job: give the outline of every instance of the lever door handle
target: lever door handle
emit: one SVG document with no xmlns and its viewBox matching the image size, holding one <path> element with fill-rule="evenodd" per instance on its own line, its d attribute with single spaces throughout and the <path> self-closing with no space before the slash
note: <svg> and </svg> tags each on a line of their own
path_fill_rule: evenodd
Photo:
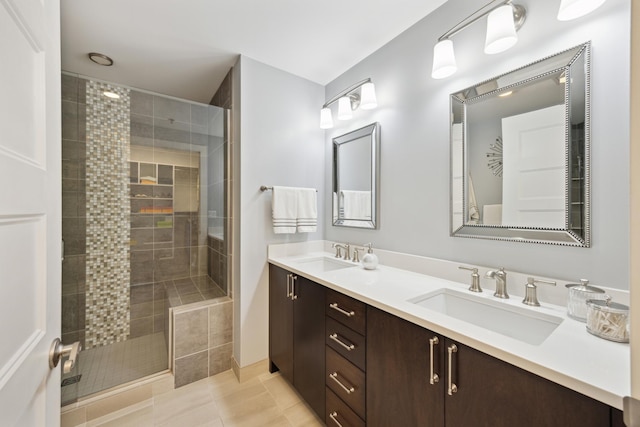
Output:
<svg viewBox="0 0 640 427">
<path fill-rule="evenodd" d="M 82 350 L 80 341 L 76 341 L 73 344 L 64 345 L 60 338 L 56 338 L 51 343 L 51 350 L 49 350 L 49 368 L 53 369 L 58 366 L 60 359 L 68 357 L 68 359 L 62 365 L 62 372 L 68 374 L 78 360 L 78 353 Z"/>
</svg>

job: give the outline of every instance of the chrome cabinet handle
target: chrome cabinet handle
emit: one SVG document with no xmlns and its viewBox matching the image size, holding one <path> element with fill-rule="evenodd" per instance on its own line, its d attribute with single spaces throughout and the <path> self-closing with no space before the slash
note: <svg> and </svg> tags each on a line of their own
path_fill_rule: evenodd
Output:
........
EXERCISE: Although the records contain pictures, your copy should hold only the text, reproduced exactly.

RESPONSE AREA:
job: give the outline of every instance of the lever door handle
target: lever door handle
emit: one SVG document with no xmlns and its viewBox matching the image size, holding one <path> element with fill-rule="evenodd" per instance on its own line, its d attribute with single spaces throughout and the <path> self-closing with no space before the slash
note: <svg> and </svg> tags each on a line of their own
path_fill_rule: evenodd
Photo:
Output:
<svg viewBox="0 0 640 427">
<path fill-rule="evenodd" d="M 82 350 L 80 341 L 76 341 L 73 344 L 64 345 L 60 338 L 56 338 L 51 343 L 51 350 L 49 350 L 49 368 L 53 369 L 58 366 L 60 359 L 68 357 L 68 359 L 62 365 L 62 372 L 68 374 L 78 360 L 78 353 Z"/>
</svg>

job: give the outline of every instance of the chrome cabinet handle
target: chrome cabinet handle
emit: one SVG document with no xmlns and its viewBox matching the image size, holding one <path> element with fill-rule="evenodd" per instance on its own line, its d attribute with single spaces throughout and the <path> self-closing with no space before the slash
note: <svg> and </svg> tags each on a line of their own
path_fill_rule: evenodd
Output:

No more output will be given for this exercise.